_EXERCISE DESCRIPTION_
Restrict the output to the lines below starting at the one that contains "like x=11, y=29." and ending at the one that contains "Target: bare arm", and restate them word for word, both ends included.

_EXERCISE INPUTS_

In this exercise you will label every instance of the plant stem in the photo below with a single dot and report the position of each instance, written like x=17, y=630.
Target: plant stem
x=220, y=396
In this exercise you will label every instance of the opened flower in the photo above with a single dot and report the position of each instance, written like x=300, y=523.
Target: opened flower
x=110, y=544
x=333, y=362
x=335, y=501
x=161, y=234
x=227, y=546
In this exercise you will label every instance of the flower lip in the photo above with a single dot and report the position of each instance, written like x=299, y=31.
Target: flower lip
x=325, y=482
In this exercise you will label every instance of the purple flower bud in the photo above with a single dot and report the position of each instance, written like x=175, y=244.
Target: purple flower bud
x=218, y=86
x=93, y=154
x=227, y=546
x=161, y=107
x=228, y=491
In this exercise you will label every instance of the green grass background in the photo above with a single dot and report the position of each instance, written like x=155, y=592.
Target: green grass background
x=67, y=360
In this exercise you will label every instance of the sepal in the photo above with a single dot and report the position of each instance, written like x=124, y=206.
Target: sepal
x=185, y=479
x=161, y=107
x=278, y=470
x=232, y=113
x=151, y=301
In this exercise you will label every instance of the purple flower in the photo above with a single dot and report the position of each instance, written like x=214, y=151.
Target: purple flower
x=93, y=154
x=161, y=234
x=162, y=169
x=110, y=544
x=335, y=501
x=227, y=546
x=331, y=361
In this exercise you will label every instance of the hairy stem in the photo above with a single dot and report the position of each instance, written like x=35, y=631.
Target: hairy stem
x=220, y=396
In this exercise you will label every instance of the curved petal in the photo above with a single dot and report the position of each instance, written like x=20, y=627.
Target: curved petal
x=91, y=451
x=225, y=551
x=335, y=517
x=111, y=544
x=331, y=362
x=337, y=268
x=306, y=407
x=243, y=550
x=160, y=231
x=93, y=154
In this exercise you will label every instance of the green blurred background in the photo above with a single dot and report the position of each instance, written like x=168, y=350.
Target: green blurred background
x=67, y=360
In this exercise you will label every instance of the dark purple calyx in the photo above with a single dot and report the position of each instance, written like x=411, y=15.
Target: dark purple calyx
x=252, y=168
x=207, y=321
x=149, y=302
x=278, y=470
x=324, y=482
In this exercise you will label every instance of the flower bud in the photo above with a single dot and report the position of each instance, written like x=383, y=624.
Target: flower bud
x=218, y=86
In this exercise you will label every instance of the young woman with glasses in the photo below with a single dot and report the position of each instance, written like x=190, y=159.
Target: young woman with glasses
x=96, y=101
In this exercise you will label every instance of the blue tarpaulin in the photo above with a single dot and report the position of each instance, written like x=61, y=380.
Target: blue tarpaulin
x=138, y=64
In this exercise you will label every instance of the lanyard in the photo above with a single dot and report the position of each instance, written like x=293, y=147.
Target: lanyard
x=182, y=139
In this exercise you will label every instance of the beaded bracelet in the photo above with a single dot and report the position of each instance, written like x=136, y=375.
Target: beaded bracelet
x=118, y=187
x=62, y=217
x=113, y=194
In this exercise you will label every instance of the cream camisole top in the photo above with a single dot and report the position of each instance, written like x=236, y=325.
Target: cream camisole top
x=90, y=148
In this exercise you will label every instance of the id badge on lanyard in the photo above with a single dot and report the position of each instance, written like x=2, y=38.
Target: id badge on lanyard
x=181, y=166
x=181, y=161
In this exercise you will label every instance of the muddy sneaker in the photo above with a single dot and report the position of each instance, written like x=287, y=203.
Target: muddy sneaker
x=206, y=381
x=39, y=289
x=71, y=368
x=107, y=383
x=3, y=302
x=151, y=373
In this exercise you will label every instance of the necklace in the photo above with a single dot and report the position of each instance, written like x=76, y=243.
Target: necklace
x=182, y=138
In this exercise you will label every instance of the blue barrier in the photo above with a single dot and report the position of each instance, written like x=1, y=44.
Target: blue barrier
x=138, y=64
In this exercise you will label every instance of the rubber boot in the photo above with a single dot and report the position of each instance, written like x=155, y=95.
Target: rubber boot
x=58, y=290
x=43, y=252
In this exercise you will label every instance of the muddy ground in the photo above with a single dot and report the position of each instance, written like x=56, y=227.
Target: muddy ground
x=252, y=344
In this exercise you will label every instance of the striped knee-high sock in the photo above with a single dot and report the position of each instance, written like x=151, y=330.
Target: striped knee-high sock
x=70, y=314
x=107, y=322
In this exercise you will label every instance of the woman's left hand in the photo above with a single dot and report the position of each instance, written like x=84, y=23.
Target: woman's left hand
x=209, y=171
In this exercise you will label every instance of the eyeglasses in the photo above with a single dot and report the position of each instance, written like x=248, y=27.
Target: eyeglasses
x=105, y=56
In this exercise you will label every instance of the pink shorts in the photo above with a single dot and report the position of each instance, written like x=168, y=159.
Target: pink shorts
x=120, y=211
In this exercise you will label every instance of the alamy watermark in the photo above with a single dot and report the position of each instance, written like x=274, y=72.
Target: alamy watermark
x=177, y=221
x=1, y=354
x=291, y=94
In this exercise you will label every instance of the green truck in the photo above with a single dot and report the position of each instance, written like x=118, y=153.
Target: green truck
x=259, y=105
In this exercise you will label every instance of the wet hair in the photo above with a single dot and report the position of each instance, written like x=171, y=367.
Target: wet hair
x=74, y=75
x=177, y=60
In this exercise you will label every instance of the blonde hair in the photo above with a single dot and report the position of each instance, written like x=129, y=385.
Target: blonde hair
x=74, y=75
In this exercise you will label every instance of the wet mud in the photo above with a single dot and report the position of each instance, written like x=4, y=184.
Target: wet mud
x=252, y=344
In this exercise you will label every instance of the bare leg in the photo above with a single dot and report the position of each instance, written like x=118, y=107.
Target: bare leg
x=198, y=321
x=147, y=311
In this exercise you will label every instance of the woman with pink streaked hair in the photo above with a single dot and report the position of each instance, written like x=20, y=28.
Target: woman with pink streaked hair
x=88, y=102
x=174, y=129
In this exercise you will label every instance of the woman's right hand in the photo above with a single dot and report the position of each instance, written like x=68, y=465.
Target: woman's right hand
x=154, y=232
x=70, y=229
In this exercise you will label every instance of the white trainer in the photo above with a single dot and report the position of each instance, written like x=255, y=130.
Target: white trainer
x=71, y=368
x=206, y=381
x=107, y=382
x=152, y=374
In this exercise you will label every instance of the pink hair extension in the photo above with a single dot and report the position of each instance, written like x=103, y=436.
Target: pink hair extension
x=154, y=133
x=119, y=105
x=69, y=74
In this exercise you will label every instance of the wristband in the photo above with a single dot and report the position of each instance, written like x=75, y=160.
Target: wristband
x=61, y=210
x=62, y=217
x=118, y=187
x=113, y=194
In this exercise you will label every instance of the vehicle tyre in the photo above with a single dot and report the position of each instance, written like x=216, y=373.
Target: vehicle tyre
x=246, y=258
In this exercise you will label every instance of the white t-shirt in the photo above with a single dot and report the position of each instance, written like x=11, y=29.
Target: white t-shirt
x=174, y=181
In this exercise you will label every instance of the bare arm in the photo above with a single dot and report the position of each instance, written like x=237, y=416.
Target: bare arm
--
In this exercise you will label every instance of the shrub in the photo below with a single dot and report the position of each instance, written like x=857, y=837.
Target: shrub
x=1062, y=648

_FINISHED EXERCISE_
In this exercise you will label every instance of the white t-shirt in the photo above with a single dot and report the position of each instance, written like x=11, y=29.
Target: white t-shirt
x=174, y=181
In this exercise you will label every instance of the bare arm in the photo above with a single dot and report the position of each instance, written like x=237, y=416.
Target: bare arm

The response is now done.